▶ [Text provided]
_ _ _ _ _

The COVID-19 Coronavirus is disrupting both public life and business across the globe in various countries, events being called off, companies who import from China facing severe delays due to the business running on skeleton staff and concerns around travel.

More than 100,000 people worldwide have been reported to be infected with the coronavirus (COVID-19), the illness that brought China’s manufacturing almost to a halt.

As other parts of the world have become affected and it is all that is spoken about in our news, it is a good idea to assess your contractual obligations. If you are in an industry that relies on imports or events or one that without staff you simply could not deliver what was promised, then it’s a good idea to check your contracts. Should there be no written terms in place, then you may find yourself in some difficulties.

Ideally you would want to see a well written “Force majeure” clause in any written contract, whilst also playing close attention to the governing law clauses that will state which jurisdiction will apply to the interpretation of the clause. Whilst you are trading in England or Wales if the party you are in contract to is in another country and you have signed up to their terms this is likely going to be under their jurisdiction.  These clauses are quite common in commercial agreements but are actually rarely triggered.

Force Majeure, which is Latin for “superior force”, is a provision in a contract that allows a party to suspend or terminate the performance of its obligations when certain circumstances occur which are beyond their control. These circumstances are generally called “acts of God” and usually cover situations such as flood, terror attacks, or natural disaster. It would be reasonable to believe coronavirus would also be covered here but this is by no means certain, if it affected your business so much that performance is inadvisable, commercially impracticable, or impossible then this clause would relieve you of your contractual obligations.

In order to apply a force majeure clause and allow relief from the performance of the contract, the situation that has arisen must be outside of both parties’ control. It also needs to be unavoidable and unforeseeable, conditions that can be hard to prove sometimes. This relief is usually the suspension of the parties’ obligations under the contract during the “force majeure” event, and, if the event continues for a certain length of time, the right to terminate the contract. It may be required to show that the party did all they could to attempt to perform the contract.

_ _ _ _ _

▶ [Records]
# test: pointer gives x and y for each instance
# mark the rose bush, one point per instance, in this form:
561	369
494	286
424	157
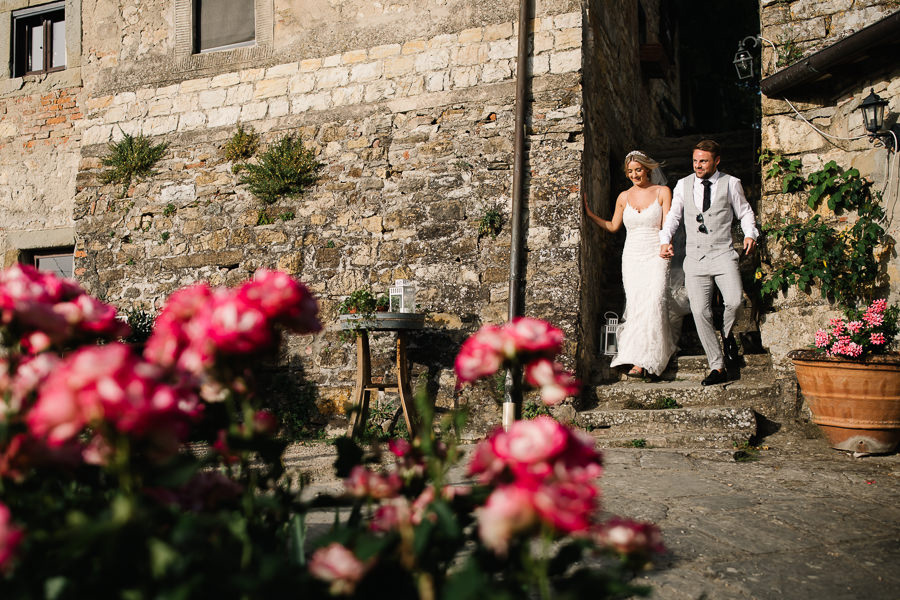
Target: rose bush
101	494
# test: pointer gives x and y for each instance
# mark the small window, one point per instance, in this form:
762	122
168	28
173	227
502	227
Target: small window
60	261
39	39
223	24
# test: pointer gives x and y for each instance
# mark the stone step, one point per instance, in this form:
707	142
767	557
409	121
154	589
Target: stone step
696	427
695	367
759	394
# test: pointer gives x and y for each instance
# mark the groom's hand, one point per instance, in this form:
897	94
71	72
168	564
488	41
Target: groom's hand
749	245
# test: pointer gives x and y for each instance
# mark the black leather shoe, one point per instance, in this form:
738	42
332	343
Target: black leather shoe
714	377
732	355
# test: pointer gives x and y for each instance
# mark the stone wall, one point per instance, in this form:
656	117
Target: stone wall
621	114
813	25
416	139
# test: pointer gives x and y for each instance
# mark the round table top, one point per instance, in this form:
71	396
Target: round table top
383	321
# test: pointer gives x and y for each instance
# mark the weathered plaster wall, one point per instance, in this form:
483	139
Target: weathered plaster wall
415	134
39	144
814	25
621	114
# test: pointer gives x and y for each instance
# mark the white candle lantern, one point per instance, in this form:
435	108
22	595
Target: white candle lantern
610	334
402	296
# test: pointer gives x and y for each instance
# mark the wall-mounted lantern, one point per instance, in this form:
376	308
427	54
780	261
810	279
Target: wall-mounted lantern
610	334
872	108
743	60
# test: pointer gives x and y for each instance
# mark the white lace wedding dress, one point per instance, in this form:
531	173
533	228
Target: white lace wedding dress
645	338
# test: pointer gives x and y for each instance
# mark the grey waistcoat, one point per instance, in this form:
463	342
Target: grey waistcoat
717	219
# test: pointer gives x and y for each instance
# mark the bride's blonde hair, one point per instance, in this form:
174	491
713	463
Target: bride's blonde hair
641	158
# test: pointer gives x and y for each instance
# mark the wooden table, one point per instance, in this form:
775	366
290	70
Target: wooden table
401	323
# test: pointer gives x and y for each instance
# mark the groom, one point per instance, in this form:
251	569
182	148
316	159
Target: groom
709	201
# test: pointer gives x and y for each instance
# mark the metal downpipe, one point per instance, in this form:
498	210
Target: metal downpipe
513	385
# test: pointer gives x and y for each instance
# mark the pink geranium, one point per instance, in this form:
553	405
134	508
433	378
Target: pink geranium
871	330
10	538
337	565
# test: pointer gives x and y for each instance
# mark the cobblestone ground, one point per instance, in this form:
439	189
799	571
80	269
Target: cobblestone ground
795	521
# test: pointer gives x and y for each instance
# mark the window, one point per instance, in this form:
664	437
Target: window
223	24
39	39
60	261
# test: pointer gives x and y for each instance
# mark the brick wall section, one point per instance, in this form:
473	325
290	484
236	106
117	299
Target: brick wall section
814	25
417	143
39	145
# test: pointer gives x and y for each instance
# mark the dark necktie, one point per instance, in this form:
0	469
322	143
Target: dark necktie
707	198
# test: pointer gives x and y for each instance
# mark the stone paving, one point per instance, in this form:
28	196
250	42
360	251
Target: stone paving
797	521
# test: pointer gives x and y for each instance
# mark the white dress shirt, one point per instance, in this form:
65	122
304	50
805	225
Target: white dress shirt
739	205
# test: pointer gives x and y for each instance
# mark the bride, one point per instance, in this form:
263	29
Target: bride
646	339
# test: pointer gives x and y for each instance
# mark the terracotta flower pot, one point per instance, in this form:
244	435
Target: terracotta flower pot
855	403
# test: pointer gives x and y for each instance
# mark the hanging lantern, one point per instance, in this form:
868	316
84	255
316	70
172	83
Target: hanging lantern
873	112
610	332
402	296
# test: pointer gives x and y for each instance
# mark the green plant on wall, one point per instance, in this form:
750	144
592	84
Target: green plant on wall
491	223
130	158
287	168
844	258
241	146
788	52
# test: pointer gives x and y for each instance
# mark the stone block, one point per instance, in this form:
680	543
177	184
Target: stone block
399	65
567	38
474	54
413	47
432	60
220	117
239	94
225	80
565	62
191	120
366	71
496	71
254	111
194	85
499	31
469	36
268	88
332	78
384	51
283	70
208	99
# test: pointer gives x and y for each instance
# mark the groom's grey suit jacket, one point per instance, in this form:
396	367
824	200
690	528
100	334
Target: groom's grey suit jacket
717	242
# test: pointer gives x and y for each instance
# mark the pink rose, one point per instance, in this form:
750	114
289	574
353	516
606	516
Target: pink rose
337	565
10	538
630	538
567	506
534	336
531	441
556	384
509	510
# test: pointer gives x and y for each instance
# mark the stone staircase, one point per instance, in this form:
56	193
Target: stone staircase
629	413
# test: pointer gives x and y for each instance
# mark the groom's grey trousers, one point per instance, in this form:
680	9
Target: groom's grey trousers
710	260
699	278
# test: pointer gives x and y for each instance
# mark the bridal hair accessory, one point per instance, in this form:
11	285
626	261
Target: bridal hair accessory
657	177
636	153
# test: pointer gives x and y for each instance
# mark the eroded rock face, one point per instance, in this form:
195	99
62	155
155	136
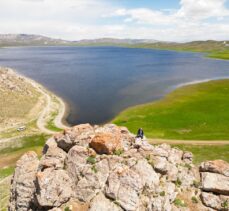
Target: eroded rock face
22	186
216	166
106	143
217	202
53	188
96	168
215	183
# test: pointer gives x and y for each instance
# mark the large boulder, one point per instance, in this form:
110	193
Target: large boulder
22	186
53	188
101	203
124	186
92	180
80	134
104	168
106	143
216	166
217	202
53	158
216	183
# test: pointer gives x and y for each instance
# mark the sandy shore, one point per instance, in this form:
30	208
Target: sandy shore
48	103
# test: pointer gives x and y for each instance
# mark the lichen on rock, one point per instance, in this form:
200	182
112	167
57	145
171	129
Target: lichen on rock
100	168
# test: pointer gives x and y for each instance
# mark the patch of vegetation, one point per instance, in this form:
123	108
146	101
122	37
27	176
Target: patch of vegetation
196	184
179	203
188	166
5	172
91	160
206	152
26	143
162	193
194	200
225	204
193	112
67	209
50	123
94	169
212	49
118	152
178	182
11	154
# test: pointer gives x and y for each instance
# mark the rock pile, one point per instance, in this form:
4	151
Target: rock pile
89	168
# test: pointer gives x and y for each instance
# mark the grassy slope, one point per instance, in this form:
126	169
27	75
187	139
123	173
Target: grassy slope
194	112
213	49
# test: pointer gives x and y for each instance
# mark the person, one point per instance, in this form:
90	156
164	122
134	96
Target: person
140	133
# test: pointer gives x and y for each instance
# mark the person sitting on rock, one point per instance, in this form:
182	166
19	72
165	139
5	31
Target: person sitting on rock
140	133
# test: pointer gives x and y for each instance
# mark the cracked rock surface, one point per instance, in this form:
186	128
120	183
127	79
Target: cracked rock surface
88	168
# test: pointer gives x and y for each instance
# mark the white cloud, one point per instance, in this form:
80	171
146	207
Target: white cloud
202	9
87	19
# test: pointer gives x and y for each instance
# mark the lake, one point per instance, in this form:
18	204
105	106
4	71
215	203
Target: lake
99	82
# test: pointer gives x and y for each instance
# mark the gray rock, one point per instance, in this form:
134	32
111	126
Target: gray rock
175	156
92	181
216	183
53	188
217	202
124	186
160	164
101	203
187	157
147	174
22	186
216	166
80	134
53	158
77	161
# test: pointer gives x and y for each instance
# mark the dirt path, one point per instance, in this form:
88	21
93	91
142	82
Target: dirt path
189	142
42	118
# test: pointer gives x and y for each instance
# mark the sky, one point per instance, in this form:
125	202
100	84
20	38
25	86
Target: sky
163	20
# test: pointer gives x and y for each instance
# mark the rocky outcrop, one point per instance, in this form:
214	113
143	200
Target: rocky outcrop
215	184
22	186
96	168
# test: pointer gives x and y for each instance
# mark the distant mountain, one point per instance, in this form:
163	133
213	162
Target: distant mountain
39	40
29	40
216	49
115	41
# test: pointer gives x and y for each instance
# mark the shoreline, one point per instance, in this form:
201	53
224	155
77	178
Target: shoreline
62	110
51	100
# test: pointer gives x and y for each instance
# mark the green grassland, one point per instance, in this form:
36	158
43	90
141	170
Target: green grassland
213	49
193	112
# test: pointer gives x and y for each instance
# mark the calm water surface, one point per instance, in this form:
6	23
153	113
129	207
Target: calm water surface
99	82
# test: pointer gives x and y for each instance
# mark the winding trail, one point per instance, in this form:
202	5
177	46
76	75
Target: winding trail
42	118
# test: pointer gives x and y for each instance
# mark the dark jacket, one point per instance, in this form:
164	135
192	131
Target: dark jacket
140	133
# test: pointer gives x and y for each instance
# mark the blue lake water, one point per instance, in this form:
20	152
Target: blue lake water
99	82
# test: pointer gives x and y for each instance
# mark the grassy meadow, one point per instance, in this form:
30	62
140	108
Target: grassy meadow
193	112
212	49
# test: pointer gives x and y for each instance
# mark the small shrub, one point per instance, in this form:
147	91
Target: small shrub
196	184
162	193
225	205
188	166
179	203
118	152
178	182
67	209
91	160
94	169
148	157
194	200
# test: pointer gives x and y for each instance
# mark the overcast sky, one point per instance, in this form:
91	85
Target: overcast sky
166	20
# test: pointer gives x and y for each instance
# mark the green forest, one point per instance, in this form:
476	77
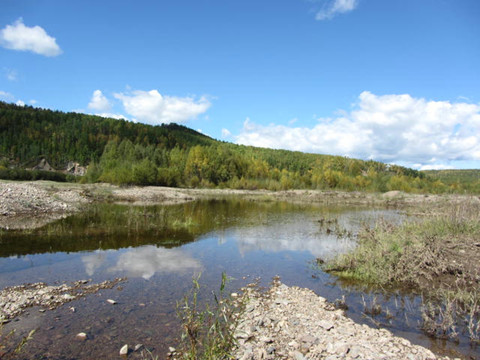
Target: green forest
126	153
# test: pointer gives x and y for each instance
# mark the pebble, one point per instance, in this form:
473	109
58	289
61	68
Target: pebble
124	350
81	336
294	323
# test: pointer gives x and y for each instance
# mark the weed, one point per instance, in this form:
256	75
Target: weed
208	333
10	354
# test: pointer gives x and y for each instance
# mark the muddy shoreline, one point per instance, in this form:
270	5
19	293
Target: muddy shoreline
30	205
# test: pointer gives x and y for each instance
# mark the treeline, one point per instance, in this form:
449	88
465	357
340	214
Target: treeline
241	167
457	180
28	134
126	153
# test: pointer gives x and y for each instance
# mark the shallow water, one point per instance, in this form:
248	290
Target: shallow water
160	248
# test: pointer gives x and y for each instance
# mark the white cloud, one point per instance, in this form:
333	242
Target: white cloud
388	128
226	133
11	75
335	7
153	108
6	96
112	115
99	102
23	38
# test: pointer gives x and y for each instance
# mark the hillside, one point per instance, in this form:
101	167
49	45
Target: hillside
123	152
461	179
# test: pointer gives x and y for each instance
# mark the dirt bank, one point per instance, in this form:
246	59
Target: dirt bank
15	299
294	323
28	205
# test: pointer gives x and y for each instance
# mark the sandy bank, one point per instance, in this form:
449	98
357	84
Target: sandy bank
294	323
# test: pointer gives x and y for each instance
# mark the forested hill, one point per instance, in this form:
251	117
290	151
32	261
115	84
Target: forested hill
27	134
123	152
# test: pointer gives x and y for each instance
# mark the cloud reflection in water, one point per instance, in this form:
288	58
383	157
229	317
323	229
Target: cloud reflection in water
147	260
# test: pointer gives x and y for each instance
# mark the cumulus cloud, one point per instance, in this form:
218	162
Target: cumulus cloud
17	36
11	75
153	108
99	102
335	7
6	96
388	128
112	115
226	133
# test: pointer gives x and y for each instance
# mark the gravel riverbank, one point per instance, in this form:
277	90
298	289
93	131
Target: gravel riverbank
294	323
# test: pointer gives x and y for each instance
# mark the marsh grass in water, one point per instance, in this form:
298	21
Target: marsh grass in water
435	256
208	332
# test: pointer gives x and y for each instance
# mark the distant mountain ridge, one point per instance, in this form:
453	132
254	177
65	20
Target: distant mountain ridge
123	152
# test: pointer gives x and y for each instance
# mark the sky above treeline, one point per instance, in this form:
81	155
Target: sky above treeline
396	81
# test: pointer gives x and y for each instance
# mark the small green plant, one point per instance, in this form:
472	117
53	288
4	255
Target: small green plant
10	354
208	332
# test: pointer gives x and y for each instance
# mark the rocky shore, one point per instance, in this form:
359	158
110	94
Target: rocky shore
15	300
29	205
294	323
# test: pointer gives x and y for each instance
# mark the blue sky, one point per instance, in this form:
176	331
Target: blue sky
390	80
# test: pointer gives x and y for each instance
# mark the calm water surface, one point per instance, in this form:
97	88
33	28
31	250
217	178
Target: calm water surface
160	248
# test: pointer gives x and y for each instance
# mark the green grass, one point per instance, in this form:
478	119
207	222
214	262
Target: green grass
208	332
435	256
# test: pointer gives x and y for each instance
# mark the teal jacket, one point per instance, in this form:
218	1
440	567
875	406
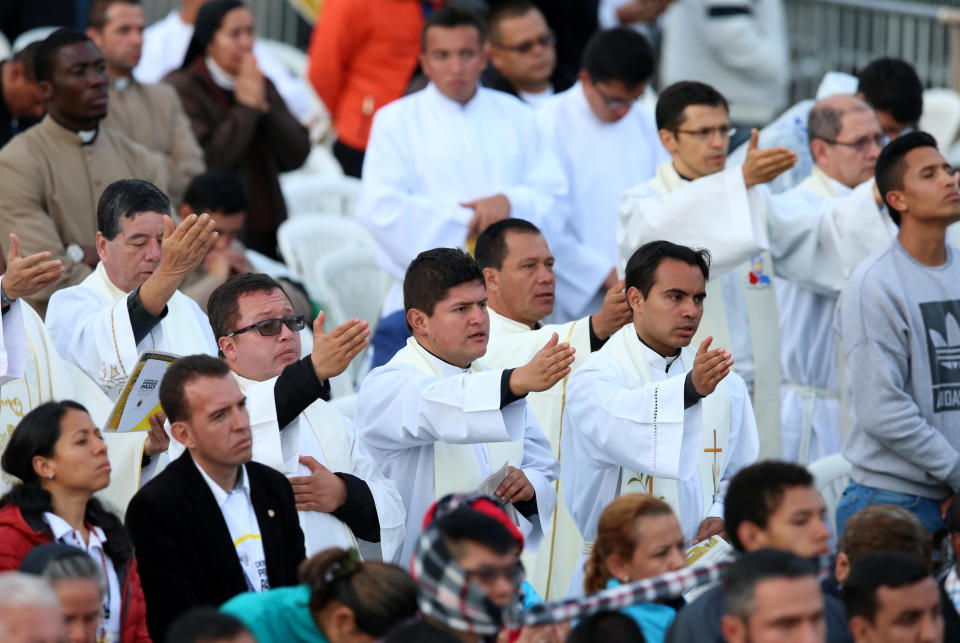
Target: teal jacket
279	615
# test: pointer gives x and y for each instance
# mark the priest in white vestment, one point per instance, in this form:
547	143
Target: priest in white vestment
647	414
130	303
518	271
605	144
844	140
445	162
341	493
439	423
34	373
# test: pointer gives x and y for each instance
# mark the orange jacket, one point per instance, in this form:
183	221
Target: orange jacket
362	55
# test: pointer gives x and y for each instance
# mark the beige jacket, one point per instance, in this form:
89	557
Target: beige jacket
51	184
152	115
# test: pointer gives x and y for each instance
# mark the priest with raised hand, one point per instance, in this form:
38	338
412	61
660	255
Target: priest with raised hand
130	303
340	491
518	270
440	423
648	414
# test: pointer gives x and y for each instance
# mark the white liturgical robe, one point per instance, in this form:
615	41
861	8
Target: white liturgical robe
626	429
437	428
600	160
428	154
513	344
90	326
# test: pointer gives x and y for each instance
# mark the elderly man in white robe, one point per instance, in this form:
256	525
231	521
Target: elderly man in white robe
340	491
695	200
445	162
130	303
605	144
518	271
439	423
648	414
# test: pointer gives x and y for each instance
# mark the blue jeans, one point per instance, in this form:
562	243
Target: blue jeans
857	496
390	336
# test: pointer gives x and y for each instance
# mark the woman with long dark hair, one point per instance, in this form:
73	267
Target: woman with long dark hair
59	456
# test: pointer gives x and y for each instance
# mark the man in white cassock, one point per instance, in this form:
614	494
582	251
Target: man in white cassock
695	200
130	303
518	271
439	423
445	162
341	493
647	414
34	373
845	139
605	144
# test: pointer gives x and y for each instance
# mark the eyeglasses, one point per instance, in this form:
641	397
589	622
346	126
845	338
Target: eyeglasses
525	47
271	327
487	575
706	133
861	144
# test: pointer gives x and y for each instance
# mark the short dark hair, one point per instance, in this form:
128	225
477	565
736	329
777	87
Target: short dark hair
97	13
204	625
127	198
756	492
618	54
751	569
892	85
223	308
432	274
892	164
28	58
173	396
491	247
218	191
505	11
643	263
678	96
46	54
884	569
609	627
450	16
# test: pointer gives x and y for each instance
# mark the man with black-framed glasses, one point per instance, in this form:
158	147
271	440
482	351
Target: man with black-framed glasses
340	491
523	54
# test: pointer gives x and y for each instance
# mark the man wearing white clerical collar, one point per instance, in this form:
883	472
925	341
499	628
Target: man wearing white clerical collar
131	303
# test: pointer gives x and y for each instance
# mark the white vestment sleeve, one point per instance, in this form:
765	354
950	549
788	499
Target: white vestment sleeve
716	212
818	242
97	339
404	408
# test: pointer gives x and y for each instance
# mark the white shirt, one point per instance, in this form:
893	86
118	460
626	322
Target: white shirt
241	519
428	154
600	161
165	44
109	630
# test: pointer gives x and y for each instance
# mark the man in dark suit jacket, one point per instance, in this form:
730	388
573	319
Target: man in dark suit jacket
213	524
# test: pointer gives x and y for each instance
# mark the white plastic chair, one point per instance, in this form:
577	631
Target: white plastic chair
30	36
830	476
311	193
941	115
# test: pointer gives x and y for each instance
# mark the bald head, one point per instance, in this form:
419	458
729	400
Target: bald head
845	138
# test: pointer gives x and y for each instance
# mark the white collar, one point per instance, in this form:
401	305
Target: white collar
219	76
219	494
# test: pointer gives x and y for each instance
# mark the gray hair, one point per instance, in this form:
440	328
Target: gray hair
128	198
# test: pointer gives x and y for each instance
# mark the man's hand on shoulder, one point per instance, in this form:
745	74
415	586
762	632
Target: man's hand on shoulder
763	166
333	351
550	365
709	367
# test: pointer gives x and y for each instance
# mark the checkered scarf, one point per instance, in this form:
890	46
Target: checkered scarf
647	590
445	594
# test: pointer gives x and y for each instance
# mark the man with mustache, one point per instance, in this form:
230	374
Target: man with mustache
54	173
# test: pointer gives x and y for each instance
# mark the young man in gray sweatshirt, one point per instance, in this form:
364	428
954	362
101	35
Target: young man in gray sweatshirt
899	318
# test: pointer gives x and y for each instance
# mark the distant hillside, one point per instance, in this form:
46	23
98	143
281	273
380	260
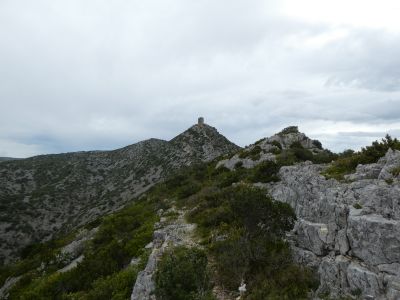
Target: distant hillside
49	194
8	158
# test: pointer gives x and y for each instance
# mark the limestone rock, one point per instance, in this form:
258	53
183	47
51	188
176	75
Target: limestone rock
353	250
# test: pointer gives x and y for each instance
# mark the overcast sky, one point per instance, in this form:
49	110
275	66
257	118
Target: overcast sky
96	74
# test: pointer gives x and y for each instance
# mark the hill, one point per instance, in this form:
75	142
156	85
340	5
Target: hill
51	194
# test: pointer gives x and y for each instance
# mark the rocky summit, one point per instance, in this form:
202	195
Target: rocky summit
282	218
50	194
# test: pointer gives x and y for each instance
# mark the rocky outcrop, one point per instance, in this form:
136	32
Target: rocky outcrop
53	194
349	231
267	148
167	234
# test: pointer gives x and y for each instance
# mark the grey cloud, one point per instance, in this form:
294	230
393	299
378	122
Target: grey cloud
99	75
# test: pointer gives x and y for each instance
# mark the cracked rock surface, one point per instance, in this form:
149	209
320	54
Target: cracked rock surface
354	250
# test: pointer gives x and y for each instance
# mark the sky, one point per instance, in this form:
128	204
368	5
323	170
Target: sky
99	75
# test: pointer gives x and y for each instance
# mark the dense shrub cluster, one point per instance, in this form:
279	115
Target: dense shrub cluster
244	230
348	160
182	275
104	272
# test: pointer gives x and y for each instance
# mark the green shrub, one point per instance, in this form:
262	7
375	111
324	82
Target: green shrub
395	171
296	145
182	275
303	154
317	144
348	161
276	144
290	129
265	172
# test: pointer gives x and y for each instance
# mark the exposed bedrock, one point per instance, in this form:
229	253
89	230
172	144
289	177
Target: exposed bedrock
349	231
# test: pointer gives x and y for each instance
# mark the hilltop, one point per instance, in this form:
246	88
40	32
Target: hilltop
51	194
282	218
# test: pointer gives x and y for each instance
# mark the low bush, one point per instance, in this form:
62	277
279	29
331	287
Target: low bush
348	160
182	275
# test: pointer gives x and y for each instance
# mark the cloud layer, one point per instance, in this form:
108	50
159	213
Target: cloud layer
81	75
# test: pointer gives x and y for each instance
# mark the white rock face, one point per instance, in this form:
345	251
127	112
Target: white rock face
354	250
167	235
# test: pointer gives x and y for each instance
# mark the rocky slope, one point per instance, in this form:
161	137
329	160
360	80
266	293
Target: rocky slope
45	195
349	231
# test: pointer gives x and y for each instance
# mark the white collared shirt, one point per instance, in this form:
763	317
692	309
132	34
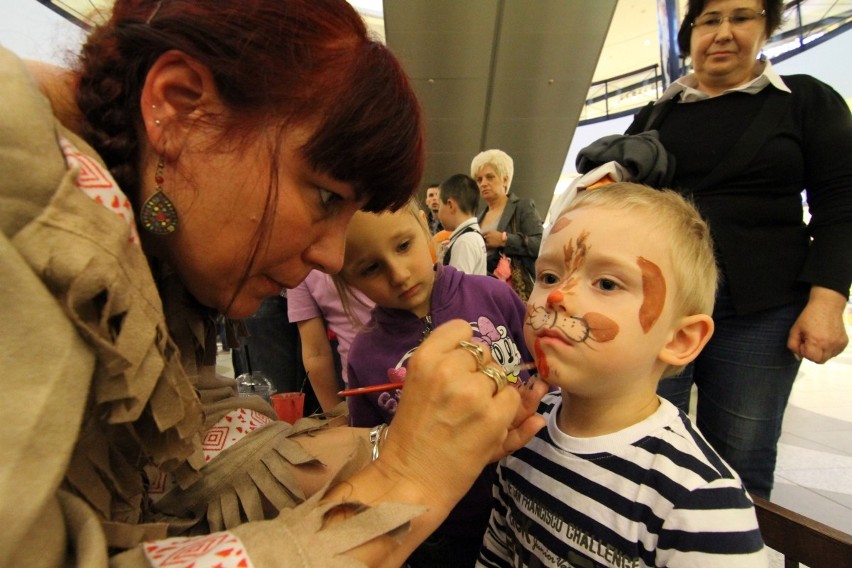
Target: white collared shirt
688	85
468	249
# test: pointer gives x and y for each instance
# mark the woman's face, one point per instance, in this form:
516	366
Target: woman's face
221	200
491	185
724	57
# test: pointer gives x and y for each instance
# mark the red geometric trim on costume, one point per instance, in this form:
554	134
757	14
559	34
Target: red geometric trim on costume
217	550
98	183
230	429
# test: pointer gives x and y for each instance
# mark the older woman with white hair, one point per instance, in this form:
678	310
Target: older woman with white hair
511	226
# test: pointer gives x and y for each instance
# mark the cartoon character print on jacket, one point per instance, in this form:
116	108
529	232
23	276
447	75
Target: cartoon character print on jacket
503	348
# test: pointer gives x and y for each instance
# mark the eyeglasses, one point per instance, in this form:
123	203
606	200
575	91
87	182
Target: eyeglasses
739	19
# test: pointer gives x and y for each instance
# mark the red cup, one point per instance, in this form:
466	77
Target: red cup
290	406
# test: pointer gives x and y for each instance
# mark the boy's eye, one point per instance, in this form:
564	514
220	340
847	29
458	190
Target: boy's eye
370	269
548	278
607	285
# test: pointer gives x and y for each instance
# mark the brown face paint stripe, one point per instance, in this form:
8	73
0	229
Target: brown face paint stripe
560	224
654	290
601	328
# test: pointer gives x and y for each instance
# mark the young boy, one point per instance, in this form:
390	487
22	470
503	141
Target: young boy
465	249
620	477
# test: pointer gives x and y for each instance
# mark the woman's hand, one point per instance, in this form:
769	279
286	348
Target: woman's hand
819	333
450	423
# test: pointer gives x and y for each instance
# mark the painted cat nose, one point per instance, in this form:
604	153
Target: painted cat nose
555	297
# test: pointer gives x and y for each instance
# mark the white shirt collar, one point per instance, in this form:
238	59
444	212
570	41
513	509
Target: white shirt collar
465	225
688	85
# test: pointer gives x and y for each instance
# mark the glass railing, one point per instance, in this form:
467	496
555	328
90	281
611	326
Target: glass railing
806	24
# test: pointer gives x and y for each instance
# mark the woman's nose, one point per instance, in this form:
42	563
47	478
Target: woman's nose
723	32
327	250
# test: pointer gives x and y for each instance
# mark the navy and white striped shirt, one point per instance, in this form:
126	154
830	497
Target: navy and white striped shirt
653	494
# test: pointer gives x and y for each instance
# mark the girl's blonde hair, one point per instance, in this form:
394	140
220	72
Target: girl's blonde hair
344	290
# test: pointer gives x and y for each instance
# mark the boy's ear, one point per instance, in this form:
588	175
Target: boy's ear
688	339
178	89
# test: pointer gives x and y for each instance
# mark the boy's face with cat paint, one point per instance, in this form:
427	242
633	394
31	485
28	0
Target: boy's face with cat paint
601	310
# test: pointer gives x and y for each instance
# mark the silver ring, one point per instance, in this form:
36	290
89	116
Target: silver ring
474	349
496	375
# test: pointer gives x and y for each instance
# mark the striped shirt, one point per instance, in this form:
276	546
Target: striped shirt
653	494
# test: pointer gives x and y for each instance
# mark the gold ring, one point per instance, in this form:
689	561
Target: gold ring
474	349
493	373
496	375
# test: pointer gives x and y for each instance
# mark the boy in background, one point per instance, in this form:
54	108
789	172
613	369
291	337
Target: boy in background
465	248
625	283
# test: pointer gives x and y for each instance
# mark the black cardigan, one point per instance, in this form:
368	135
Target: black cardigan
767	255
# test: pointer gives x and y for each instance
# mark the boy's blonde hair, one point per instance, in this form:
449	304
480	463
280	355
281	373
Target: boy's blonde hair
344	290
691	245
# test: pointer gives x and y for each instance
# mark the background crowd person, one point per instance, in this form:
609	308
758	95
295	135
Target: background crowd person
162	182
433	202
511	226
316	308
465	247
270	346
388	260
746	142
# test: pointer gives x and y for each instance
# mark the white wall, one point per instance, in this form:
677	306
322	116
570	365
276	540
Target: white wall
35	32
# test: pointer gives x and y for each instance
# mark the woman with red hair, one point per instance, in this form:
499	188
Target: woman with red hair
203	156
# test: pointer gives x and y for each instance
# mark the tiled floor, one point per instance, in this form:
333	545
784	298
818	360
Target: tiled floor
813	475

_ _ _ _ _

▶ [Exercise requirements]
#1 Could you write out the part of the force majeure text starting with "Ideally you would" and going on through "actually rarely triggered."?
#2 How would you say this sentence from the force majeure text in Spanish: "More than 100,000 people worldwide have been reported to be infected with the coronavirus (COVID-19), the illness that brought China’s manufacturing almost to a halt."

▶ [Per-task outputs]
#1
Ideally you would want to see a well written “Force majeure” clause in any written contract, whilst also playing close attention to the governing law clauses that will state which jurisdiction will apply to the interpretation of the clause. Whilst you are trading in England or Wales if the party you are in contract to is in another country and you have signed up to their terms this is likely going to be under their jurisdiction.  These clauses are quite common in commercial agreements but are actually rarely triggered.

#2 Se ha informado de que más de 100.000 personas en todo el mundo están infectadas con el coronavirus (COVID-19), la enfermedad que detuvo casi por completo la producción manufacturera de China.